# Excerpts from pointing data

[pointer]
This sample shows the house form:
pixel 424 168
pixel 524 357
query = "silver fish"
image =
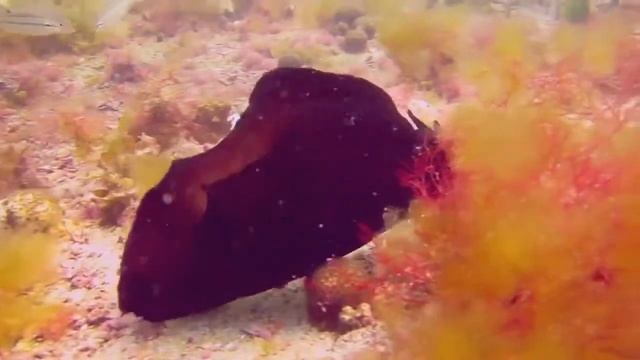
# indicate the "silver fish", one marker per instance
pixel 114 11
pixel 34 23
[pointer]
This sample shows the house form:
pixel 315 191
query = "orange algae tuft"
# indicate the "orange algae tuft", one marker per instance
pixel 533 250
pixel 27 253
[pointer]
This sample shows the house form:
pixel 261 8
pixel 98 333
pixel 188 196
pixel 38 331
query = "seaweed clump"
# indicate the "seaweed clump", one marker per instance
pixel 531 252
pixel 30 229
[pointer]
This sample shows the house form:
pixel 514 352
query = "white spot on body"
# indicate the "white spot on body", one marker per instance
pixel 167 198
pixel 350 120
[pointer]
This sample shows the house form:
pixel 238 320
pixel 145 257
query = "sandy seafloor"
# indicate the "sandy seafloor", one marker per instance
pixel 271 325
pixel 225 63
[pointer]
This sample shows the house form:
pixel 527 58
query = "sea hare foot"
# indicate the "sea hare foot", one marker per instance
pixel 312 160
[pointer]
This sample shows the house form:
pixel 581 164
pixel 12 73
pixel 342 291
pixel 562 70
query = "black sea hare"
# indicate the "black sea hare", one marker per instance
pixel 313 158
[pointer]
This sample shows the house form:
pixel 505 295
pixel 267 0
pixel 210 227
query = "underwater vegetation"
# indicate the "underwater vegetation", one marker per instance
pixel 531 251
pixel 522 246
pixel 312 159
pixel 30 229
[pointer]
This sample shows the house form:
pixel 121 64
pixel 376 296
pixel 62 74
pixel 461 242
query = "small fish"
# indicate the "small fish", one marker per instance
pixel 34 23
pixel 114 11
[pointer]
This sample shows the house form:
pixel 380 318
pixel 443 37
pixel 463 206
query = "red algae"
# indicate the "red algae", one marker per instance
pixel 531 251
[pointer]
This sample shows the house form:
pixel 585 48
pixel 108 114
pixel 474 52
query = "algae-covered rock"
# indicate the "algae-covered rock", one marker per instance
pixel 355 41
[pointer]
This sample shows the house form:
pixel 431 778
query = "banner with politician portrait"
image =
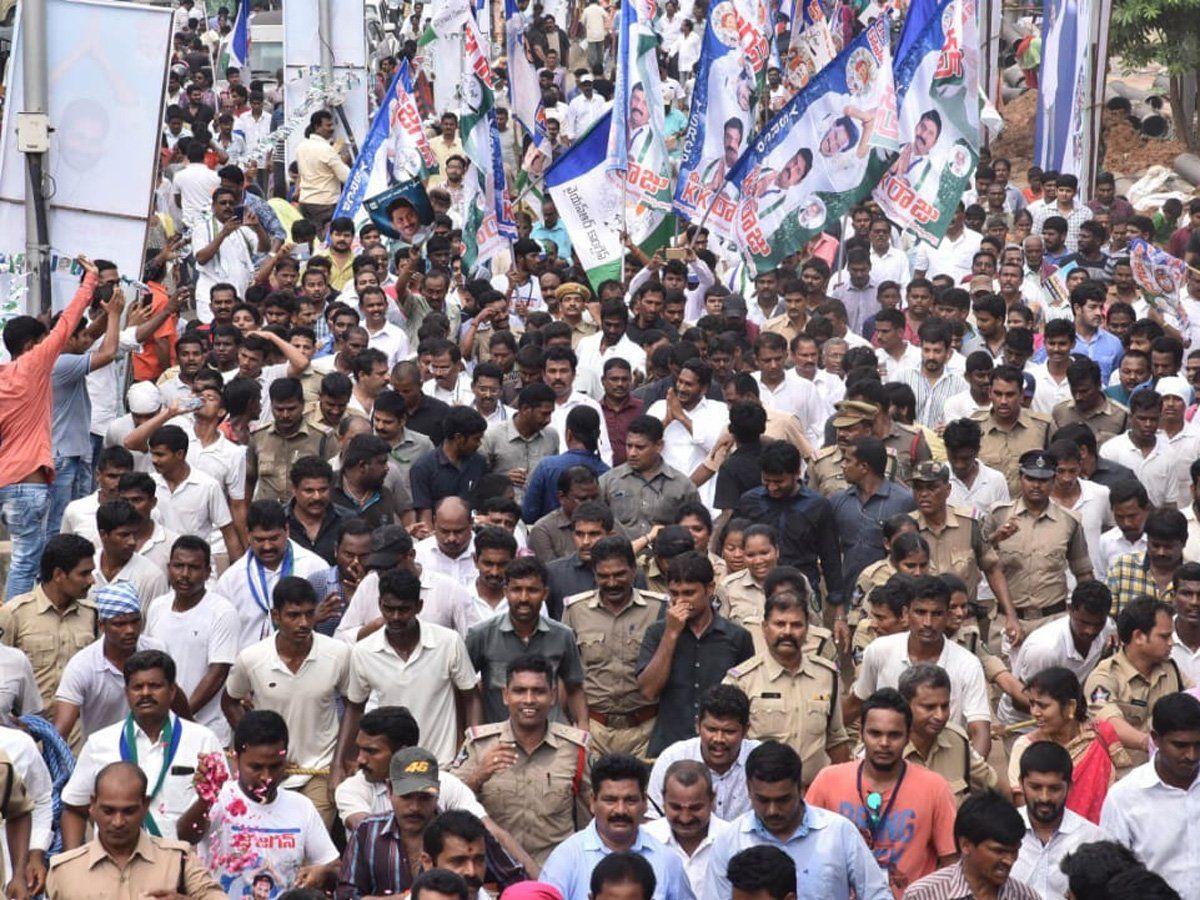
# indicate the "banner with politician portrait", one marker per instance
pixel 730 81
pixel 820 155
pixel 937 76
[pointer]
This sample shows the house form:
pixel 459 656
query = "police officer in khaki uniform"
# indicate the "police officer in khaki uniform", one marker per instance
pixel 1123 688
pixel 742 598
pixel 853 419
pixel 1037 541
pixel 53 622
pixel 955 539
pixel 532 775
pixel 1089 403
pixel 609 625
pixel 1008 429
pixel 935 743
pixel 275 445
pixel 795 697
pixel 123 862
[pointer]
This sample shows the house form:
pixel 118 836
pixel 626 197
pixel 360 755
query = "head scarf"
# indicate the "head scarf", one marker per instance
pixel 117 599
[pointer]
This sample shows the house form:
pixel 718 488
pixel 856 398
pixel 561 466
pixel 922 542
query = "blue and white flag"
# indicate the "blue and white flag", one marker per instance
pixel 637 144
pixel 937 81
pixel 819 156
pixel 588 204
pixel 395 149
pixel 525 94
pixel 239 40
pixel 725 101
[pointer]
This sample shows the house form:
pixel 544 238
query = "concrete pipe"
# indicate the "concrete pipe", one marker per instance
pixel 1188 166
pixel 1155 126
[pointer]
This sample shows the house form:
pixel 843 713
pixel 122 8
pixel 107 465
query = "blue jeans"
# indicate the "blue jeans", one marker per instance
pixel 24 509
pixel 72 475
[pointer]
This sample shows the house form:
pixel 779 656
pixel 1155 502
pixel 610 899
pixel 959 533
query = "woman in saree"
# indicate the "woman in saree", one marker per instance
pixel 1056 701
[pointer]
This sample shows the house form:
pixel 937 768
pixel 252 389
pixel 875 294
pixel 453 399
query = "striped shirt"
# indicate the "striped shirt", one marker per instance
pixel 375 862
pixel 951 883
pixel 931 397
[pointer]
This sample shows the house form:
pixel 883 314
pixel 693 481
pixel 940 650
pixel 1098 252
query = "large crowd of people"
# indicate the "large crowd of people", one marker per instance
pixel 340 570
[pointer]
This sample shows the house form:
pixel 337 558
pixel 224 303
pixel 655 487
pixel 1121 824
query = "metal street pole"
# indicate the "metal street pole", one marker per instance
pixel 34 141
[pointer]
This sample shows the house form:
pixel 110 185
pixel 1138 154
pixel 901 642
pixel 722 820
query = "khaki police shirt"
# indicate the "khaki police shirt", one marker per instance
pixel 1036 558
pixel 1002 448
pixel 640 501
pixel 801 708
pixel 544 798
pixel 952 756
pixel 910 447
pixel 1107 420
pixel 958 547
pixel 157 864
pixel 609 646
pixel 34 625
pixel 1117 690
pixel 270 456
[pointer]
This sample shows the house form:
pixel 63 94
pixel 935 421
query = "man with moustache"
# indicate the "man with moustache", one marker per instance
pixel 1054 831
pixel 905 813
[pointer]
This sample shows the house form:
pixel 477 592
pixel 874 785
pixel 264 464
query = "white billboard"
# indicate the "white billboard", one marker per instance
pixel 107 66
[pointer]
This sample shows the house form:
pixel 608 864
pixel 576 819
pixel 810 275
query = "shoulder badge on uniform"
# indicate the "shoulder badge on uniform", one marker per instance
pixel 747 667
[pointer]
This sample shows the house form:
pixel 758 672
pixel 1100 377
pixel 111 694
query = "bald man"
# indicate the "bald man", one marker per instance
pixel 124 861
pixel 450 550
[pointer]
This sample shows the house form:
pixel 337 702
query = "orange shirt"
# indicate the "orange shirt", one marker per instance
pixel 918 828
pixel 147 366
pixel 25 397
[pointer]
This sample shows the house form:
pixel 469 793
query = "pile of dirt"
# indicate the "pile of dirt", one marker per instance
pixel 1127 153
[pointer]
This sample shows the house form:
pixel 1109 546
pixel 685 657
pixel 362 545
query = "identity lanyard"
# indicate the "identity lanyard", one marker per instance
pixel 263 598
pixel 876 813
pixel 172 732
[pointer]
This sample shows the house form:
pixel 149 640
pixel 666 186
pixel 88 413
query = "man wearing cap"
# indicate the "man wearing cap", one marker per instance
pixel 1008 430
pixel 91 683
pixel 1037 541
pixel 853 419
pixel 955 539
pixel 383 853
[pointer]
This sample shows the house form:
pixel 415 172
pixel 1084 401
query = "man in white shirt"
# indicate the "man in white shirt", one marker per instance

# Stated task
Copy all of the items above word for word and line for line, leaving out the pictures.

# Expected answer
[pointer]
This sample shows the house form:
pixel 424 168
pixel 524 357
query = "silver fish"
image =
# indicate the "silver fish", one marker per instance
pixel 114 11
pixel 34 23
[pointer]
This sample shows the house form:
pixel 315 191
query = "orange algae tuft"
# indicate the "orange algae tuft", one marker per instance
pixel 533 250
pixel 27 253
[pointer]
This sample shows the house form:
pixel 261 8
pixel 98 333
pixel 188 196
pixel 38 331
query = "seaweed clump"
# indicate the "seaweed clump", one marker per instance
pixel 531 252
pixel 30 229
[pointer]
This sample shows the house form:
pixel 514 352
query = "white spot on body"
# indicate the "white spot on body", one marker per instance
pixel 167 198
pixel 350 120
[pointer]
This sample shows the house form:
pixel 238 320
pixel 145 257
query = "sandy seafloor"
# indicate the "sandy seafloor", one marker per instance
pixel 271 325
pixel 225 63
[pointer]
This sample shows the house form:
pixel 527 58
query = "sea hare foot"
# indicate the "sea hare foot", one marker per instance
pixel 312 160
[pointer]
This sample shows the house form:
pixel 581 164
pixel 12 73
pixel 342 291
pixel 562 70
query = "black sea hare"
# indicate the "black sea hare", one marker per instance
pixel 313 158
[pointer]
This sample shows the house form:
pixel 505 295
pixel 267 0
pixel 210 227
query = "underwater vegetation"
# indicate the "underwater vegetation", one marker per instance
pixel 531 251
pixel 522 246
pixel 312 159
pixel 30 229
[pointer]
This sample shows the house form:
pixel 121 64
pixel 376 296
pixel 62 74
pixel 461 242
query = "small fish"
# indicate the "small fish", one marker per instance
pixel 34 23
pixel 114 11
[pointer]
This sample shows the house form:
pixel 380 318
pixel 443 37
pixel 463 206
query = "red algae"
# indicate the "red algae", one marker per instance
pixel 531 251
[pointer]
This sample shows the house form:
pixel 585 48
pixel 108 114
pixel 474 52
query = "algae-covered rock"
# indicate the "algae-covered rock", one marker per instance
pixel 355 41
[pointer]
This sample shows the house form:
pixel 431 778
query = "banner with politician portrait"
image =
# indicate the "banner with politician portrait", one marker per instance
pixel 730 81
pixel 820 155
pixel 937 76
[pointer]
This sample shows the house form:
pixel 459 656
query = "police officer in khaki uniform"
# indicate the "police officer in khaki uniform", one marker per instance
pixel 1123 688
pixel 742 598
pixel 853 419
pixel 1037 541
pixel 53 622
pixel 955 539
pixel 532 775
pixel 1089 403
pixel 609 625
pixel 1008 429
pixel 935 743
pixel 275 445
pixel 795 697
pixel 123 862
[pointer]
This sample shows the house form:
pixel 118 836
pixel 626 197
pixel 360 755
query = "head scarf"
# indicate the "head scarf", one marker per instance
pixel 117 599
[pointer]
This sample shows the house form:
pixel 718 488
pixel 856 398
pixel 561 466
pixel 922 542
query = "blue and white flag"
# indicate the "blue and white flag", one marker per instance
pixel 637 144
pixel 937 81
pixel 819 156
pixel 588 204
pixel 395 149
pixel 525 94
pixel 239 40
pixel 725 101
[pointer]
This sample shows the house form:
pixel 544 238
query = "concrete pipe"
# indicate the "concrete pipe", one marker per instance
pixel 1188 166
pixel 1155 126
[pointer]
This sample shows the house form:
pixel 843 713
pixel 122 8
pixel 107 465
query = "blue jeans"
# indicate the "blue jeans", one marker per instance
pixel 24 509
pixel 72 475
[pointer]
This sample shows the house form:
pixel 779 656
pixel 1155 502
pixel 610 899
pixel 959 533
query = "woman in saree"
# indicate the "woman in saree", one marker per instance
pixel 1056 701
[pointer]
This sample shows the house form:
pixel 937 768
pixel 252 389
pixel 875 294
pixel 453 399
query = "striped shirt"
# indicate the "striped shirt", one marker per instance
pixel 375 862
pixel 951 883
pixel 931 397
[pointer]
This sample shows the house form:
pixel 883 314
pixel 693 481
pixel 940 650
pixel 1098 252
query = "large crowd of people"
# indicate the "large crowd of people", one marker per instance
pixel 340 570
[pointer]
This sample shows the house form:
pixel 337 558
pixel 224 303
pixel 655 487
pixel 1121 824
query = "metal street pole"
# indicate the "metal street pole", one marker per instance
pixel 34 141
[pointer]
This sample shows the house form:
pixel 110 185
pixel 1138 154
pixel 901 642
pixel 722 820
query = "khaki police shirt"
# indicate the "khaki police shirt", one marker per instance
pixel 1036 558
pixel 1002 448
pixel 640 501
pixel 801 708
pixel 544 798
pixel 952 756
pixel 910 447
pixel 1107 420
pixel 958 547
pixel 157 864
pixel 609 646
pixel 34 625
pixel 1117 690
pixel 270 456
[pointer]
This sample shows the house form:
pixel 63 94
pixel 935 421
query = "man with moustache"
# indicate the "man with moustache", one marker per instance
pixel 1054 831
pixel 905 813
[pointer]
This sample shows the house form:
pixel 477 592
pixel 874 785
pixel 264 464
query = "white billboard"
# indicate the "white billboard", one marker per instance
pixel 107 66
[pointer]
This sample shows the house form:
pixel 608 864
pixel 576 819
pixel 810 275
query = "shoulder badge on uniform"
# indicate the "shoulder badge on uniform", one marker per instance
pixel 747 667
[pointer]
This sample shows the house form:
pixel 758 672
pixel 1100 377
pixel 111 694
query = "bald man"
# indicate the "bald man", one marker per instance
pixel 124 861
pixel 450 550
[pointer]
This sample shows the house form:
pixel 337 702
query = "orange shirt"
# indicate the "orange shirt", one marker per instance
pixel 918 828
pixel 147 366
pixel 25 397
[pointer]
This sample shows the house form:
pixel 469 793
query = "pile of dirt"
# indicate the "pile of dirt", one marker per instance
pixel 1127 153
[pointer]
This sample shows the house form:
pixel 1109 546
pixel 685 657
pixel 362 545
query = "identity lanyard"
# indicate the "identity lanyard", one marker per instance
pixel 263 598
pixel 876 813
pixel 172 732
[pointer]
This sample shows the house form:
pixel 149 640
pixel 666 186
pixel 88 413
query = "man wearing cap"
# indicate the "man wearing cap", one marker per instance
pixel 1008 430
pixel 91 683
pixel 1037 541
pixel 853 419
pixel 955 539
pixel 383 853
[pointer]
This sample shows the house form:
pixel 415 172
pixel 1084 401
query = "man in white shirt"
# indicate the "man in white shirt", one marker per instance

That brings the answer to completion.